#### Given passage
---

I remember the day I had my first anaphylactic reaction. In fact, I remember nearly every reaction I've had. They're painfully difficult to remember but nearly impossible to forget.
I was going to study at my tutor's office, so I grabbed some Starbucks and an Advil for my pain and sat down to get to work. I remember my arm being itchy, I scratched and scratched and before I knew it that tiny itchy spot was a hive and that hive turned into multiple. Things happened fast and before I knew it my lips were swollen and there was a tingle in my throat. I thought that was as bad as it would get.

---

#### Work request A
In the account of the first anaphylactic reaction, where was the writer going to study?
#### Work request B
Pick up the account of the first anaphylactic reaction after its final sentence and carry it on.
The items that come next have no connection to the account of the anaphylactic reaction.

---

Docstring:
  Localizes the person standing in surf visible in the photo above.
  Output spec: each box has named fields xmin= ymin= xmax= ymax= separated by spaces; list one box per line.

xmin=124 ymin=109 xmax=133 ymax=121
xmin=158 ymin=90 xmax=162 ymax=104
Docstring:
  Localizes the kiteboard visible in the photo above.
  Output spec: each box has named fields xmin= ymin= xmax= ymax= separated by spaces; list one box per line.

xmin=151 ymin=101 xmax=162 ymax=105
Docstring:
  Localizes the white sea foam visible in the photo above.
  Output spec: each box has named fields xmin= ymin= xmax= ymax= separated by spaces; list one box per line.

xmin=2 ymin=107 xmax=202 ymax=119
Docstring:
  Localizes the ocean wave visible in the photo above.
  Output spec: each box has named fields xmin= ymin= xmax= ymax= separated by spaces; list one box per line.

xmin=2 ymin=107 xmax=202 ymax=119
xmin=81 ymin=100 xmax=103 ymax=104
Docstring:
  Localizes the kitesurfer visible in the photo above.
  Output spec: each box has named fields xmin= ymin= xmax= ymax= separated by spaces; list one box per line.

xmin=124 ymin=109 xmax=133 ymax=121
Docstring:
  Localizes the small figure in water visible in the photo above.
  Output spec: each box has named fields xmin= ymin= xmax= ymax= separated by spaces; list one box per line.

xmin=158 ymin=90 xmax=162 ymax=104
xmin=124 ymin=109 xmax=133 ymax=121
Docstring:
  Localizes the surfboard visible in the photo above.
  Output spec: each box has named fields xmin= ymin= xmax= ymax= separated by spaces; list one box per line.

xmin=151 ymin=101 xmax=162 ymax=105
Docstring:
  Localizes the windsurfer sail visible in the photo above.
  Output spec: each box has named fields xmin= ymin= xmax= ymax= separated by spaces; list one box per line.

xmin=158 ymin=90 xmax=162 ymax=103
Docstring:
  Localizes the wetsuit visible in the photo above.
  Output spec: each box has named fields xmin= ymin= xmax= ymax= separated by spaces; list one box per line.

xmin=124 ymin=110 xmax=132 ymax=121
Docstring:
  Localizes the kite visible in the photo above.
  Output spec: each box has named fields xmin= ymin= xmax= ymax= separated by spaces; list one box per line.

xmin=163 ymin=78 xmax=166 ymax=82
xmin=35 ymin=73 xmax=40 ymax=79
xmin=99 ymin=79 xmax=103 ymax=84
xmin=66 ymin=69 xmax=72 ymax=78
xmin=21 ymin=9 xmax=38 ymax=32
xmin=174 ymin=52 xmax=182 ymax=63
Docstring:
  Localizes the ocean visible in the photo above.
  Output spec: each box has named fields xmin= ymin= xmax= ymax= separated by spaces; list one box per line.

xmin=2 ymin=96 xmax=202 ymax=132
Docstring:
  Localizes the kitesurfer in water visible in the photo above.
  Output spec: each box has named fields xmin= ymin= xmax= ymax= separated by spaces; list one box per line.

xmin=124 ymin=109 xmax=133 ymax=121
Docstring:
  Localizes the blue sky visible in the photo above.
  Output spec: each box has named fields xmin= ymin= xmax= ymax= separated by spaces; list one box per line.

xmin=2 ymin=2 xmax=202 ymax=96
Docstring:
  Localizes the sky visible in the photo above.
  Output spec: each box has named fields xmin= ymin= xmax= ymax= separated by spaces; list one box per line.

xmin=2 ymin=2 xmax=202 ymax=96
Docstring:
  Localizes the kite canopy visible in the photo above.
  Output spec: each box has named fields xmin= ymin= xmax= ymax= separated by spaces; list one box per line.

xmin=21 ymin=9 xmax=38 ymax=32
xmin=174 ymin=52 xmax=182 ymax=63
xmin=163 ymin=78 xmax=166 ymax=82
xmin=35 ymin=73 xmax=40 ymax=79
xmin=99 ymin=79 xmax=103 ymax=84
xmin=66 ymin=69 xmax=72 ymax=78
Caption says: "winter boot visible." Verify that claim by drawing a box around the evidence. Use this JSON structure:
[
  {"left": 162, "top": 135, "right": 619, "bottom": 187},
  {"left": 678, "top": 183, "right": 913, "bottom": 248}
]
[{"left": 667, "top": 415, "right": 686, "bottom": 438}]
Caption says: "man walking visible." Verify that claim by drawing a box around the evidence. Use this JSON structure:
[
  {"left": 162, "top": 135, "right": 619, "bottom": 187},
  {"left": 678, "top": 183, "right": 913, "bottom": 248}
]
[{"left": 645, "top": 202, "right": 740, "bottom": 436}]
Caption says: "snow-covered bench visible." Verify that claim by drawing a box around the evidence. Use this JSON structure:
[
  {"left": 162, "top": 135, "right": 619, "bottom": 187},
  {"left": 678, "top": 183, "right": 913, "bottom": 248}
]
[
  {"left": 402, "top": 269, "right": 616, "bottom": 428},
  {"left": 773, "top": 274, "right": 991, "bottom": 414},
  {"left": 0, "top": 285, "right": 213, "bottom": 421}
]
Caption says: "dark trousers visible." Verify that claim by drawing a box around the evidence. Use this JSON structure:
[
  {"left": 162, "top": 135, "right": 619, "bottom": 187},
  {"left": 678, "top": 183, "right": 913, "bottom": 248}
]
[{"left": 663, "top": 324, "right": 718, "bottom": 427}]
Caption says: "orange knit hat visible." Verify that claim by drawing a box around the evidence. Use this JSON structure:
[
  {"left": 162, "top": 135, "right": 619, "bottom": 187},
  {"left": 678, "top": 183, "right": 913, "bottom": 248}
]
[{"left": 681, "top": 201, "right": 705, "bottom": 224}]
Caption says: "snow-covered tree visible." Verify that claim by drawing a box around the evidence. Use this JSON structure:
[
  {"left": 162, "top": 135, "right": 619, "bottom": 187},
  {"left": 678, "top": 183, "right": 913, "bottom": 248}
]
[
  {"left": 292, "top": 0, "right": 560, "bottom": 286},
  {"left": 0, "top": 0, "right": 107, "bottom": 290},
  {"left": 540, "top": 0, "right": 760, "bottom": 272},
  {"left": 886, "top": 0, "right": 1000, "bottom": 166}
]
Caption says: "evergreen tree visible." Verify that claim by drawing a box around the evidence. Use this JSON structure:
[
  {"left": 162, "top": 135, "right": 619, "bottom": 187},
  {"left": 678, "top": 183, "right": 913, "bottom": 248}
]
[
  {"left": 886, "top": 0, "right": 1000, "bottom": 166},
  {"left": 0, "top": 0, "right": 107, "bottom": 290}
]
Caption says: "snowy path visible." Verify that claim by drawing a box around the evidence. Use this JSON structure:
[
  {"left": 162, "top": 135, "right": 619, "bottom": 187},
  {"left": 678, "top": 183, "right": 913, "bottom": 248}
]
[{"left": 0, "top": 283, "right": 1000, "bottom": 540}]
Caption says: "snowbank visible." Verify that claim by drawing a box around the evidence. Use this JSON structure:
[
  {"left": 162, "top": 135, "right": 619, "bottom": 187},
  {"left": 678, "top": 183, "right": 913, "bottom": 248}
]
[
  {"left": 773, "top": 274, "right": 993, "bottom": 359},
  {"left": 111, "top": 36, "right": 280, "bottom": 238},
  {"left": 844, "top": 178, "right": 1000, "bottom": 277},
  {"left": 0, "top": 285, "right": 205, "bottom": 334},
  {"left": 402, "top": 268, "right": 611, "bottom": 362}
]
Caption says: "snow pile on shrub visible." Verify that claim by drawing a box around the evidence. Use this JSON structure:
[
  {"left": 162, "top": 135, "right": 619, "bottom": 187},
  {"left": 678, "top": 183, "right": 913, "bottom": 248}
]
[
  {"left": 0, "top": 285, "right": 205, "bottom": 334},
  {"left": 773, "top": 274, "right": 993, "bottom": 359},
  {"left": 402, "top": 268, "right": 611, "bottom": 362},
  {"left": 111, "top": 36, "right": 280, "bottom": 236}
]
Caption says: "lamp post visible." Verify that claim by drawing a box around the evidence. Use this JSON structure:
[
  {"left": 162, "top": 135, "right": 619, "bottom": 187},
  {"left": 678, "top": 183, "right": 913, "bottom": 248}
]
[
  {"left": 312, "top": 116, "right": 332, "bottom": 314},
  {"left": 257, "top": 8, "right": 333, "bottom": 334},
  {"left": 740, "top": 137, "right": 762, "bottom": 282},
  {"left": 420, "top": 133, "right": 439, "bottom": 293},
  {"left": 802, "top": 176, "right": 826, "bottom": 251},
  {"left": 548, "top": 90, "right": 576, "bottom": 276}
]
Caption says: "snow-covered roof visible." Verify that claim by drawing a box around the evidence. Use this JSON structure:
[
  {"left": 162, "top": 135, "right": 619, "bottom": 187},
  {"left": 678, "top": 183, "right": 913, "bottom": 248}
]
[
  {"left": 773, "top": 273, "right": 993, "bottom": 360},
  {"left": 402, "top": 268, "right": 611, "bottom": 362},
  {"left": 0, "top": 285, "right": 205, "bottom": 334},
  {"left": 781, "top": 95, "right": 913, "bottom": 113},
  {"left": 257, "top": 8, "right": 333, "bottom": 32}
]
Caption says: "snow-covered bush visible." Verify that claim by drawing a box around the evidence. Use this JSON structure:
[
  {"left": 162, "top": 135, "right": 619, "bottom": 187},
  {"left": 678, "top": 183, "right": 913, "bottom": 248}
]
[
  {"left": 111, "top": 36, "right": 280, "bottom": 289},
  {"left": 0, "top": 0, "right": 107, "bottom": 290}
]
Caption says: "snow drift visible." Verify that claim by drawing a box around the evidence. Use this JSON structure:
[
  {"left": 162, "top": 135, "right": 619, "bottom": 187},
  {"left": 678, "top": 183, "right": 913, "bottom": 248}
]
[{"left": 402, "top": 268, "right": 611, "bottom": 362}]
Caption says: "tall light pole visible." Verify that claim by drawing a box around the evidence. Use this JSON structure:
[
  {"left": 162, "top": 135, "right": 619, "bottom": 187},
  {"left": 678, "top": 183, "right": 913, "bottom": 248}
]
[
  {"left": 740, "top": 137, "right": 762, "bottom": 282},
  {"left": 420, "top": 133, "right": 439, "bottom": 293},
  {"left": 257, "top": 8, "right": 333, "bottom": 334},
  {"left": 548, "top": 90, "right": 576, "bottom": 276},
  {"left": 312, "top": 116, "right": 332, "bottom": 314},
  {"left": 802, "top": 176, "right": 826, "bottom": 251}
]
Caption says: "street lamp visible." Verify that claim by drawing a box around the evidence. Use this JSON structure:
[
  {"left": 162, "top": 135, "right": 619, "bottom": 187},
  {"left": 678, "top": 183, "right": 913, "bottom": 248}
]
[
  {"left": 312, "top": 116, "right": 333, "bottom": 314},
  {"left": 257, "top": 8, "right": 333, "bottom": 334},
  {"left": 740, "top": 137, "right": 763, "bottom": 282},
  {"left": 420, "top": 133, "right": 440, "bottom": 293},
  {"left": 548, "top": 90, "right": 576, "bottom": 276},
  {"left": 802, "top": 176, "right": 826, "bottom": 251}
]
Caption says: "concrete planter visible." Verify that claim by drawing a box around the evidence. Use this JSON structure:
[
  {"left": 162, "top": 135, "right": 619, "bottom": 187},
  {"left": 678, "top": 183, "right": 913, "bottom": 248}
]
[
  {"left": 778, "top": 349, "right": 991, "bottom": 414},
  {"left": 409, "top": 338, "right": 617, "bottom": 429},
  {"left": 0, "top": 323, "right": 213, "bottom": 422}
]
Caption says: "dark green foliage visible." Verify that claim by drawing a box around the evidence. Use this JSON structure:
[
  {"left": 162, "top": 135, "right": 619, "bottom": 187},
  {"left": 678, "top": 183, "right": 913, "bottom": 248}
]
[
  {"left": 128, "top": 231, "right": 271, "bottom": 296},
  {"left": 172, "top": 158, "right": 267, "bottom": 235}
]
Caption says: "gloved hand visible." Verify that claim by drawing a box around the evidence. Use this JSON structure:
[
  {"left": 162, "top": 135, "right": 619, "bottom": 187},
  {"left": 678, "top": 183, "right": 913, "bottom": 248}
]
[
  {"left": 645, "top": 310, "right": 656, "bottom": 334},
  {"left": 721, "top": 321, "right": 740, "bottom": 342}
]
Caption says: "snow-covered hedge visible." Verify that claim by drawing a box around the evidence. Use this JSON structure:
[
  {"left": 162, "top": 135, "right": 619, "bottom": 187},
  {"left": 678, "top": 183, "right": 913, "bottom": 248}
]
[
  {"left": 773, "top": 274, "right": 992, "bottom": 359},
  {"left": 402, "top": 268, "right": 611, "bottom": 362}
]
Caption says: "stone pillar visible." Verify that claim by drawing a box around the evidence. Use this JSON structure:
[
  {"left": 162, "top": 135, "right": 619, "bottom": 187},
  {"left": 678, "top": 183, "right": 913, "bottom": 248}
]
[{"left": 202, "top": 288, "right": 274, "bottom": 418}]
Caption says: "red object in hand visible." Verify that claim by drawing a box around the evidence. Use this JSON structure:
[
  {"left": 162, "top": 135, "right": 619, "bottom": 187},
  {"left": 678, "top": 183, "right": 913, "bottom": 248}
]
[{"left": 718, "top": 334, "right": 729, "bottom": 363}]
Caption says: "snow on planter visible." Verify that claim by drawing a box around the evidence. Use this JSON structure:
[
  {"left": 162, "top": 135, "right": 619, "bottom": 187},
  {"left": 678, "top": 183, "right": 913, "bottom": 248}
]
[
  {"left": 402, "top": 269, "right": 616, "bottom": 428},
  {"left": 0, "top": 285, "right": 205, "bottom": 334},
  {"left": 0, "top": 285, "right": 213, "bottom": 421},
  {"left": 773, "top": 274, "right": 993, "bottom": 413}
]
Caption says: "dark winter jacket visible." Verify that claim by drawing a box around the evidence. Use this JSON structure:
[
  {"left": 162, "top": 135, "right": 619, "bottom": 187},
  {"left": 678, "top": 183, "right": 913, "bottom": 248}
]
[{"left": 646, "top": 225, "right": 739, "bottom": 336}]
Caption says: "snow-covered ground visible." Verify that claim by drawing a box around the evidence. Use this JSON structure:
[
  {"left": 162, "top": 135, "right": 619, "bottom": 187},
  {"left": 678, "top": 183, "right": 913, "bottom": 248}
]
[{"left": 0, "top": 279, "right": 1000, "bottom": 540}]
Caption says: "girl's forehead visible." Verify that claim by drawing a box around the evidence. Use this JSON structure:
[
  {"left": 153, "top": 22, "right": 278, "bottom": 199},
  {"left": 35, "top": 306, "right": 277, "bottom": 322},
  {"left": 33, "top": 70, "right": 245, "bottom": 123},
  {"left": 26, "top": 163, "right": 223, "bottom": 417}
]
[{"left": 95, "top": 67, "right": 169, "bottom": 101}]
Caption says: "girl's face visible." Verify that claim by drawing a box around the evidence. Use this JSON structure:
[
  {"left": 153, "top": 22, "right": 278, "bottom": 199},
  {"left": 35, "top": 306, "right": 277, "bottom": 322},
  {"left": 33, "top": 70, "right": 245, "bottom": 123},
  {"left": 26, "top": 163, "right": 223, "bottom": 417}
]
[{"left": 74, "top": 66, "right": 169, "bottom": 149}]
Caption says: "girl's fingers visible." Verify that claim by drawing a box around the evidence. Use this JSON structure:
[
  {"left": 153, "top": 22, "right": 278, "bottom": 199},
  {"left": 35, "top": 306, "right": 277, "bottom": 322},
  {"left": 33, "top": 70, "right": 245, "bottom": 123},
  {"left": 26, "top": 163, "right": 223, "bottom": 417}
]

---

#### Task output A
At the tutor's office.

#### Task output B
A few months later came my reaction to morphine, in a desperate attempt to calm my pain the emergency room nurse gave me some through my IV. Within minutes my chest was hurting more than I could explain, it became hard to breathe, my heart was racing and pounding in my chest and I felt my chest tighten with every beat. I remember doctors rushing into my room, the first round of epinephrine failing and a second quickly following; an oxygen mask was held over my face, and I will never forget the look on my mothers face as she watched in horror. I remember thinking to myself that there couldn't possibly be another reaction, that it couldn't possibly get worse than this. Little did I know, things could and would get worse... this was only the beginning.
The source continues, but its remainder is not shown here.